─── PASSAGE TO READ

In this post, you will learn about Logistic Regression terminologies / glossary with quiz / practice questions. For machine learning Engineers or data scientists wanting to test their understanding of Logistic regression or preparing for interviews, these concepts and related quiz questions and answers will come handy. Here is a related post, 30 Logistic regression interview practice questions I have posted earlier. Here are some of the questions and answers discussed in this post:
- What are different names / terms used in place of Logistic regression?
- Define Logistic regression in simple words?
- Define logistic regression in terms of logit?
- Define logistic function?
- What does training a logistic regression model mean?
- What are different types of logistic regression models?
- What are different implementations of Logistic regression in Python Sklearn?
- What is regularization in Logistic regression and what are its different types?
- When to use which types of regularization in Logistic regression?
1. What are different names / terms used in place of Logistic regression?
The following are some of the different names / terms used:
- Logit regression
- Maximum entropy classification
- Log-linear classifier
2. Define Logistic Regression in simple words?
Logistic regression is an algorithm where the logarithm of odds of an event to occur(Class = 1 in case of binary classification) is directly proportional to linear combination of one or more parameters / features value and its coefficients. In other words, logistic regression is used to determine the relationship between the odds of an event happening (dependent variable) or logarithmic odds of event happening (dependent variable) and one or more independent variables. This is how it looks like, mathematically speaking:
[latex]
Log(\frac{P}{1-P}) =w_0*1 + w_1*x_1 + w_2*x_2 + w_3*x_3 + … + w_n*x_n
[/latex]
In the above mathematical equation, P denotes probability of whether an event will happen or not. [latex](\frac{P}{1-P})[/latex] denotes the odds of an event to occur. This can be read as the following:
For every 1 unit increase in value of [latex]x_n[/latex], log-odds of event happening increases by [latex]w_n[/latex] unit or odds of event happening increases by [latex]10^(w_n)[/latex]
It is called as logistic regression as the probability of an event occurring (can be labeled as 1) can be expressed as logistic function such as the following:
[latex]
P = \frac{1}{1 + e^-Z}
[/latex]
In above equation, Z can be represented as linear combination of independent variable and its coefficients. [latex]Z = \beta_0 + \beta_1*x_1 + … + \beta_n*x_n[/latex]
3. Define Logistic Regression in form of Logit?

──────

DIRECTIVE 1:
Format the rows from the pointing dataset as a Markdown table with the columns No. and Line, one row per line, skipping any blank lines.

─── PROVIDED INFORMATION

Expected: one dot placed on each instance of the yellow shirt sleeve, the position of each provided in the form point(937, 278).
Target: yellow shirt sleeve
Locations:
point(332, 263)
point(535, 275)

──────

DIRECTIVE 2:
What three other names for logistic regression does the post on logistic regression terminology list?

PROBLEM SOLUTION 1:
| No. | Line |
|---|---|
| 1 | Expected: one dot placed on each instance of the yellow shirt sleeve, the position of each provided in the form point(937, 278). |
| 2 | Target: yellow shirt sleeve |
| 3 | Locations: |
| 4 | point(332, 263) |
| 5 | point(535, 275) |

PROBLEM SOLUTION 2:
Logit regression, maximum entropy classification, and log-linear classifier.